#### Exercice écrit 1
Relevez, dans l'extrait ci-dessous consacré à la série Modern Family, les adjectifs qui qualifient le Modern Family retrouvé en ce début de saison 6.

#### Extrait

La série est ensuite entrée dans une routine un peu ennuyeuse, ne sortant de sa torpeur que par intermittence. Les acteurs continuaient de jouer leur partition avec talent, mais c’est dans l’écriture que les choses n’allaient pas. On ne retrouvait pas la même verve, le même soin ou cette malice si caractéristique. Il n’en ressortait qu’une impression de rance, un côté sitcom familiale ronflante, très 90’s. Puis vint un merveilleux épisode à Las Vegas en saison 5 qui invoquait le vaudeville et qui m’avait grandement impressionné. Cet épisode est  le moment où les scénaristes ont repris du poil de la bête. En ce début de saison 6, je retrouve le Modern Family que j’aimais : truculent, inventif et verbal. Je ne comprendrai jamais pourquoi elle a reçu autant d’honneur, mais elle mérite quand même d’être reconnue : Modern Family a su relever la tête, faire grandir ses personnages et instaurer des gimmicks très réussis.

#### Données affichées
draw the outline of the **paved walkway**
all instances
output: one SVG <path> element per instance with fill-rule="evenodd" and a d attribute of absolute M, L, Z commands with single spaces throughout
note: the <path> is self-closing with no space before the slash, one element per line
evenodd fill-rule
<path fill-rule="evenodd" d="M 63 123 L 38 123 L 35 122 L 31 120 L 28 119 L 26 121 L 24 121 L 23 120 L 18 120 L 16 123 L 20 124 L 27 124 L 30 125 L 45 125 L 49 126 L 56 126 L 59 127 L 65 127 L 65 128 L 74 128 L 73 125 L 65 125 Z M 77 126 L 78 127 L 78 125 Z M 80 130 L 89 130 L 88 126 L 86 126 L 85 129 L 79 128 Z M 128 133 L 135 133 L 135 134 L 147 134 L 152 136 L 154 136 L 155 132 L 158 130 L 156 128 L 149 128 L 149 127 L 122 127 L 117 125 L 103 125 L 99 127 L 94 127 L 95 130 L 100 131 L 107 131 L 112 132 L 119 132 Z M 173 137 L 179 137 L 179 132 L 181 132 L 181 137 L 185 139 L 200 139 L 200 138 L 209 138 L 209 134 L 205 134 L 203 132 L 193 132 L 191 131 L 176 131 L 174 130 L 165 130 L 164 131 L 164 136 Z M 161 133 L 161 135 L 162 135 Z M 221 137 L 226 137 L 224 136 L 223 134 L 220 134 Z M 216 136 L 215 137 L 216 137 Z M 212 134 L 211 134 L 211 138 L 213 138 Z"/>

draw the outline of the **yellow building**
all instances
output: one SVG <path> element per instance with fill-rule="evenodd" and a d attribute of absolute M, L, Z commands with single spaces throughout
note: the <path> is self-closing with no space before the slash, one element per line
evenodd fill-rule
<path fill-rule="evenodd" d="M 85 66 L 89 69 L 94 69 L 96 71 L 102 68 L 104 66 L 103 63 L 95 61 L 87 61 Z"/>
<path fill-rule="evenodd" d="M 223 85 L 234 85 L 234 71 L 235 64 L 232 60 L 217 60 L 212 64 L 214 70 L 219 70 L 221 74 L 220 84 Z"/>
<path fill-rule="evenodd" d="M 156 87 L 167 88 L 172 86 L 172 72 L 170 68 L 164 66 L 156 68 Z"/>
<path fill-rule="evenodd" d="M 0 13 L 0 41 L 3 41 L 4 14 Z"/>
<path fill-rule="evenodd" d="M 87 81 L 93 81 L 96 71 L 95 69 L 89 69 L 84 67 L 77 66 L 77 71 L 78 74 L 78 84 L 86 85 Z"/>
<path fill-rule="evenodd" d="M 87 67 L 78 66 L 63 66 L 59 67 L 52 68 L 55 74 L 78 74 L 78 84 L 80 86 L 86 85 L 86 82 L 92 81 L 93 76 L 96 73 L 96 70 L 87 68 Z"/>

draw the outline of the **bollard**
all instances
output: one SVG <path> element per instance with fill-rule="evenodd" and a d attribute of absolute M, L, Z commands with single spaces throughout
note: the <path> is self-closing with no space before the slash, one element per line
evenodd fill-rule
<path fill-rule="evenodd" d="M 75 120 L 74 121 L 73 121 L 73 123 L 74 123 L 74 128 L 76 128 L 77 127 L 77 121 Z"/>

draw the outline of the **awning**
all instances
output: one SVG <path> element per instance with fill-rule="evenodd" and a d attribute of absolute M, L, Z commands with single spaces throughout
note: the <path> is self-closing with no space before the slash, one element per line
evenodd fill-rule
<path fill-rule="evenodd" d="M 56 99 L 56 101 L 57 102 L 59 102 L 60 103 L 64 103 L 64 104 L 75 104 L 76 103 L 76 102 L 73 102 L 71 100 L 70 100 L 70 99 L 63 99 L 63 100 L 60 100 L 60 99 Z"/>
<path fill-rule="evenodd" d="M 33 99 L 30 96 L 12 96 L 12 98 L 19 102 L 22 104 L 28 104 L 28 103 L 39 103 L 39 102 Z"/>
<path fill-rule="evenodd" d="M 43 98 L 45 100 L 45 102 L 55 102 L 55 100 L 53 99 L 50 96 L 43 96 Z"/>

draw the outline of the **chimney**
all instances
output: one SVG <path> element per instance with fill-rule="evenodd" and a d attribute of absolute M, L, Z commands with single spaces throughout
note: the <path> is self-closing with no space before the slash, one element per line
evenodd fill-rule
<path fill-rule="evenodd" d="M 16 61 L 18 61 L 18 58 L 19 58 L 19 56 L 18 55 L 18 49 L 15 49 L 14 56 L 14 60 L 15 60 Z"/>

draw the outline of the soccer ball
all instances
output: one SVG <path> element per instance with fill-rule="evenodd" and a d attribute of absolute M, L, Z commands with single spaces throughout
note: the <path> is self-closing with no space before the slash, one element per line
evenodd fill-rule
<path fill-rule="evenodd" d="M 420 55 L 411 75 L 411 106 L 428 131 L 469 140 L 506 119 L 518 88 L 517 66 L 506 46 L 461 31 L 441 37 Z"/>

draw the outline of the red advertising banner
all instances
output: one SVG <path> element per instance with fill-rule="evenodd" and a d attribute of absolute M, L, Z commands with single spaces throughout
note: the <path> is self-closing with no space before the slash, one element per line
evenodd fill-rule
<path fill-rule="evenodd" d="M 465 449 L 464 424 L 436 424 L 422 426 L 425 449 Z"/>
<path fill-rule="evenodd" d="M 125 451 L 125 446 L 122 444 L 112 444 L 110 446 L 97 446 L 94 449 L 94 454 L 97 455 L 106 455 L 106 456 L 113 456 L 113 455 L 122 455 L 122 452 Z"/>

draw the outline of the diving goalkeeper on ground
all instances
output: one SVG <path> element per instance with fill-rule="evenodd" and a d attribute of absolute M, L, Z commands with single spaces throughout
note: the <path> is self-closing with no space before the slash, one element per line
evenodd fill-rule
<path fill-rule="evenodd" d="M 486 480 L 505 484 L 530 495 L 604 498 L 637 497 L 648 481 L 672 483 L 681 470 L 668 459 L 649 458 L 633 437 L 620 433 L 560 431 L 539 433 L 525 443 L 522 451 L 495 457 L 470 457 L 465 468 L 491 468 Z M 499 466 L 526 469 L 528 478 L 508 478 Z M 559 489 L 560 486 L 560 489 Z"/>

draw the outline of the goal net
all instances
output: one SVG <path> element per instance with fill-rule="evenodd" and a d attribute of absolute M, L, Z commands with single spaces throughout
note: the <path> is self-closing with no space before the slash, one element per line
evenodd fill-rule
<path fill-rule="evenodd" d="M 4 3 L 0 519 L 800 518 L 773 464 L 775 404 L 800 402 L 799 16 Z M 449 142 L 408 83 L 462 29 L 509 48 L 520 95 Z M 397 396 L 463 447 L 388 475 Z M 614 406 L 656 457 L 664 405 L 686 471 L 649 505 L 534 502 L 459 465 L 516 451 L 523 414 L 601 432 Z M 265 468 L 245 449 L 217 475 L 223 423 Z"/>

#### Exercice écrit 2
Filtrez les entrées ci-dessus : recopiez chaque ligne où figure le mot "draw".

#### Réponse finale 1
truculent, inventif, verbal

#### Réponse finale 2
draw the outline of the **paved walkway**
draw the outline of the **yellow building**
draw the outline of the **bollard**
draw the outline of the **awning**
draw the outline of the **chimney**
draw the outline of the soccer ball
draw the outline of the red advertising banner
draw the outline of the diving goalkeeper on ground
draw the outline of the goal net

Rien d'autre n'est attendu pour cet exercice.